Requirement ▸
Could each record be restated word for word?

[Records provided — start]

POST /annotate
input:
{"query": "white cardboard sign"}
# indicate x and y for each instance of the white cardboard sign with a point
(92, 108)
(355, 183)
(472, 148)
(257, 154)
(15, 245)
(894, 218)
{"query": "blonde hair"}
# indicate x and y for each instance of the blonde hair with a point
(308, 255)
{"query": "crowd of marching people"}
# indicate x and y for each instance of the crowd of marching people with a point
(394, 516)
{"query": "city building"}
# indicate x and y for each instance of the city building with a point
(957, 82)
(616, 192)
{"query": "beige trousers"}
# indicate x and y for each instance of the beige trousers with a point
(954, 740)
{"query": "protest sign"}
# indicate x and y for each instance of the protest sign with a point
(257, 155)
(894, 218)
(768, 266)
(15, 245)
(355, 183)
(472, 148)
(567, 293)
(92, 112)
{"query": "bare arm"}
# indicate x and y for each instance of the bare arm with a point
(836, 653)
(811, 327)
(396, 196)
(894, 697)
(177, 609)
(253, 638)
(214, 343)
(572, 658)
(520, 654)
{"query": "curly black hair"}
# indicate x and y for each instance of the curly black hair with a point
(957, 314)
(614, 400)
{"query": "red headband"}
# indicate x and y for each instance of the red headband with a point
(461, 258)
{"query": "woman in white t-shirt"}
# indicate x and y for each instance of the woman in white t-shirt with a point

[Records provided — finish]

Task output ▸
POST /annotate
input:
{"query": "white cardboard sign"}
# indicate x and y for each instance of the white cardboard sign with a point
(92, 108)
(355, 183)
(472, 148)
(257, 154)
(15, 245)
(894, 218)
{"query": "blonde hair"}
# indicate x and y for each instance of the blonde hair with a point
(308, 255)
{"query": "crowd of marching people"}
# indicate x and y for each instance of the crowd of marching people with a point
(394, 516)
{"query": "city building"}
# indicate x and y for each instance of the city building with a point
(957, 82)
(616, 192)
{"query": "beige trousers"}
# indicate x and y for each instance of the beige trousers with a point
(954, 740)
{"query": "protest sign"}
# indicate x and y for each instance of the protest sign with a point
(257, 155)
(894, 218)
(768, 266)
(15, 245)
(355, 183)
(472, 148)
(567, 293)
(92, 112)
{"query": "bare arm"}
# indicate x and y for each instance of the bare arm with a point
(836, 653)
(811, 327)
(396, 196)
(894, 697)
(177, 609)
(253, 638)
(214, 343)
(572, 658)
(520, 654)
{"query": "curly black hair"}
# indicate x and y for each instance of the curly black hair with a point
(957, 314)
(614, 400)
{"query": "red headband"}
# indicate x and y for each instance of the red headband with a point
(461, 258)
{"query": "woman in white t-shirt"}
# indicate x and y for each instance of the woman in white t-shirt with a point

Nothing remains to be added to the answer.